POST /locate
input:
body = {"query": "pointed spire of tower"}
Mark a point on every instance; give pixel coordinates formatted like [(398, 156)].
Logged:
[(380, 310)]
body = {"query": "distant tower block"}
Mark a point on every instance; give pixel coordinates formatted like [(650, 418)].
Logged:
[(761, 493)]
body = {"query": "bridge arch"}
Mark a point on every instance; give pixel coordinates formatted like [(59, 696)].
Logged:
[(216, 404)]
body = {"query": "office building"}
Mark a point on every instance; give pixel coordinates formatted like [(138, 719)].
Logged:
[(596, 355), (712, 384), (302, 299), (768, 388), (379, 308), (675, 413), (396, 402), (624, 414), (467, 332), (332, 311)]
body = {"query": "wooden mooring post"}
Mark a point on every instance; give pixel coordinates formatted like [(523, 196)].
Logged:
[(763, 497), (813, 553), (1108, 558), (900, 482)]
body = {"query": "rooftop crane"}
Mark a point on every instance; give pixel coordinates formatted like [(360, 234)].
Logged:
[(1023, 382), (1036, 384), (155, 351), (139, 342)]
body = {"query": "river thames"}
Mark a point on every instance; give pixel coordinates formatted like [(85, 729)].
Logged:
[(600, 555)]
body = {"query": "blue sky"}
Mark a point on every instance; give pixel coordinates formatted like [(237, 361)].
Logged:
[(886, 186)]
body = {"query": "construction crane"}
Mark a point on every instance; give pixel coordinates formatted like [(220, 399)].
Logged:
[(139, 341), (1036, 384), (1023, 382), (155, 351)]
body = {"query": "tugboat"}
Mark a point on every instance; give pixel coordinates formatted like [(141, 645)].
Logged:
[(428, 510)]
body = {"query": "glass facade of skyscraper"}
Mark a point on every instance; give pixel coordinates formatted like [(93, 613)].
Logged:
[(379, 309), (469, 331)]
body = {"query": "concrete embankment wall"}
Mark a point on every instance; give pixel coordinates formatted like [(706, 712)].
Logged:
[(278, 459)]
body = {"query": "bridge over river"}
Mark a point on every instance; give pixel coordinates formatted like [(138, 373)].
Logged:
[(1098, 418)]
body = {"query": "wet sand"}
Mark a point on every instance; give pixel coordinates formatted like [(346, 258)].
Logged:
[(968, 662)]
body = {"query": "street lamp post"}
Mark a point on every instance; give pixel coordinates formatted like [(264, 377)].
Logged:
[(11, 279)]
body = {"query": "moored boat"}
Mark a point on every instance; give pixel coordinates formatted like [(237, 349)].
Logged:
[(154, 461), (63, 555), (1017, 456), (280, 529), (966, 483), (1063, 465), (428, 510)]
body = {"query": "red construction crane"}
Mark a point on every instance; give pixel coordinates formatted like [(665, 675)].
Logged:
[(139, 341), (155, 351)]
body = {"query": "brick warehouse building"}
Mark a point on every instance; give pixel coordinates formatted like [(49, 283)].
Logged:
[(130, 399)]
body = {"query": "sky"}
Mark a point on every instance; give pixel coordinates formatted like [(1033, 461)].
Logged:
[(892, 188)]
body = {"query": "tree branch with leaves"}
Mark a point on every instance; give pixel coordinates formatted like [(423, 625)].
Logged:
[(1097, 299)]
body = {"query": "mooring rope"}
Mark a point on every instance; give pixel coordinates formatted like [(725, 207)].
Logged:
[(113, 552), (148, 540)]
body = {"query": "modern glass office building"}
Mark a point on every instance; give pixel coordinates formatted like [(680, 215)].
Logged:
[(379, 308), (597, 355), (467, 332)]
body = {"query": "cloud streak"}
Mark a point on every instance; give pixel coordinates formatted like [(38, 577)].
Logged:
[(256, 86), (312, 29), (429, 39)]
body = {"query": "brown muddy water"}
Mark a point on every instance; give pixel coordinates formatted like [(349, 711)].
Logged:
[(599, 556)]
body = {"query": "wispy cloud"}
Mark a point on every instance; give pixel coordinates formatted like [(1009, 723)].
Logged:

================================

### What needs to be done
Write out the records above exactly as given.

### Result below
POST /locate
input:
body = {"query": "pointed spire of tower"}
Mark a point on every instance; give pixel coordinates formatted like [(398, 156)].
Logged:
[(380, 310)]
body = {"query": "distant tower block"}
Mark a point on every instance; give pixel coordinates formatted like [(650, 418)].
Logged:
[(761, 493)]
body = {"query": "bridge arch"}
Mark a point on every instance; give pixel coordinates formatted like [(59, 696)].
Logged:
[(216, 404)]
body = {"query": "office building"}
Mark a point on every instance; give pixel coordinates formatted like [(138, 719)].
Logged:
[(596, 355), (712, 384), (302, 299), (768, 388), (379, 308), (675, 413), (396, 402), (624, 414), (467, 332), (332, 311)]
body = {"query": "wooden mooring post"}
Mark a point on every instance; give pixel coordinates formatted like [(523, 196)].
Logged:
[(763, 497), (813, 553), (1108, 558), (900, 482)]
body = {"query": "rooftop crane"}
Mark a point on every instance; give pixel coordinates formatted like [(360, 234)].
Logged:
[(1023, 382), (1036, 384), (155, 351), (139, 342)]
body = {"query": "river thames"}
Mark a point on every instance; give pixel coordinates formatted like [(85, 729)].
Logged:
[(600, 555)]
body = {"query": "blue sky"}
Mark a point on every instance; give pixel coordinates formatted like [(237, 361)].
Logged:
[(886, 186)]
body = {"query": "construction crane"}
Mark a point on every instance; give pixel coordinates formatted like [(220, 399)].
Logged:
[(139, 341), (1036, 384), (1023, 382), (155, 351)]
body = {"query": "tugboat"}
Mark a point on every instance; give pixel coordinates formatted like [(141, 645)].
Logged:
[(428, 510)]
body = {"query": "glass facade of skyscraper"}
Mark a point on every instance; give pixel coordinates formatted like [(93, 613)].
Logged:
[(379, 309), (469, 331)]
body = {"query": "concrete embankment wall"}
Mark a point on every instance; give pixel coordinates formatted like [(706, 712)].
Logged:
[(278, 459)]
body = {"query": "bridge over river"}
Mark a point on every instance; give pixel coordinates formatted like [(138, 373)].
Logged:
[(1098, 418)]
body = {"query": "wet sand"}
Mark a point on every instance; give pixel coordinates formatted like [(346, 258)].
Logged:
[(968, 662)]
body = {"query": "street lamp post"}
Mark a point on every instance; give pixel coordinates formatted like [(264, 377)].
Logged:
[(11, 279)]
body = {"query": "moored boat"}
Mark a point on every instance; give pixel coordinates formatted like [(237, 349)].
Logged:
[(154, 461), (63, 555), (1017, 456), (280, 529), (966, 483), (1063, 465), (428, 510)]
body = {"query": "red construction crane"}
Mark a point on every instance; give pixel coordinates formatted like [(665, 675)].
Logged:
[(139, 341), (155, 351)]
body = {"query": "brick warehouse building"}
Mark a point on every instance; give pixel coordinates formatted like [(49, 283)].
Logged:
[(130, 399)]
body = {"query": "sky"}
Mark a point on every instance; give pixel coordinates formatted like [(1033, 461)].
Logged:
[(892, 188)]
body = {"query": "tree branch with leaves"}
Mark a point on every instance; give pixel coordinates formatted like [(423, 625)].
Logged:
[(1097, 299)]
body = {"query": "mooring rope"}
Mark a point on every instance; give pixel coordinates formatted like [(725, 207)].
Logged:
[(113, 552), (148, 540)]
body = {"query": "modern glass office building"}
Mark a point on every instance; give pixel coordinates formatted like [(680, 215)].
Logged:
[(379, 308), (597, 355), (467, 332)]
body = {"query": "cloud streak"}
Mark a point on every instance; give pixel coordinates formatted like [(38, 577)].
Logged:
[(256, 86), (312, 29), (429, 39)]
body = {"query": "brown muddy water"}
Mark a point on every instance; give pixel coordinates formatted like [(349, 711)].
Logged:
[(599, 556)]
body = {"query": "wispy cloud"}
Mark a point on every instance; give pixel coordinates formatted like [(1009, 723)].
Logged:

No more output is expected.